Pull every line of the material below out word for word, leaving the pictures out of your answer.

(Point placement records)
*****

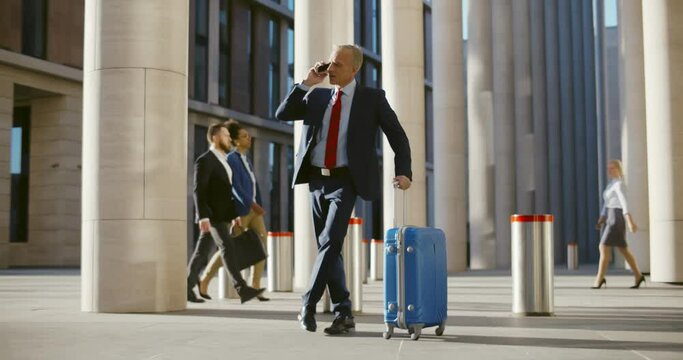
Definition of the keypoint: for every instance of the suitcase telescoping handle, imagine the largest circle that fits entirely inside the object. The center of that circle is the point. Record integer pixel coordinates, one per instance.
(400, 258)
(403, 208)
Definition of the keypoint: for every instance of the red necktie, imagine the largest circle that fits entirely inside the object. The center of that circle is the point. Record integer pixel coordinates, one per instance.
(333, 134)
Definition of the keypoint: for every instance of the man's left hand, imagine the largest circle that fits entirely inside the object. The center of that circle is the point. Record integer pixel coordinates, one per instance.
(401, 182)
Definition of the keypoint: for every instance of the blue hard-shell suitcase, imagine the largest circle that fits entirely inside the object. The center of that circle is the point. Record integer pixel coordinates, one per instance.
(415, 280)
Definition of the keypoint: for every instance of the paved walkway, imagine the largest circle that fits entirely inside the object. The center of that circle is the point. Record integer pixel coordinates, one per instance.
(40, 319)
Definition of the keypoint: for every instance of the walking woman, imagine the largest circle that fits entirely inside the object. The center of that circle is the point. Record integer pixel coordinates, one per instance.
(247, 203)
(614, 217)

*****

Response to this exercise:
Definition of the keypoint: for every instance of the suitcase telescoping handle, imagine the largest circle that fits entirely inside the object. The center of that circle is the point. Record integer pixel coordinates, one per instance.
(400, 258)
(403, 208)
Definition of the keypoint: for every instance of the red necktie, imagine the largest circle that fits entirely inside the object. The center of that circle is the point. Record integer pixel coordinates, one per instance.
(333, 134)
Definition of the keypoint: for every instance of the man's left hand, imagine the largest circle that fits entirely inside the object. The center of that circle is the point. Record integer pixel coordinates, one per instance.
(401, 182)
Definition of the keypoint: for every instance of the blue hard-shell suitcase, imagine the largest circle that fits entirely inside the object. The center of that circle is the point. Record integer pixel coordinates, one per instance.
(415, 280)
Definition of the keypoint: for every instance of the paved walkway, imagine the largest circle that fits entirely inside the object. The center of that circle is the point. Record integer pixel coordinates, one per instance.
(40, 319)
Definition of the keypoint: for every instance of the walking woman, imagine the largest circle that fits entirely inside the object. The center of that circle is the point. Record integer pixel coordinates, one per instance.
(247, 203)
(614, 217)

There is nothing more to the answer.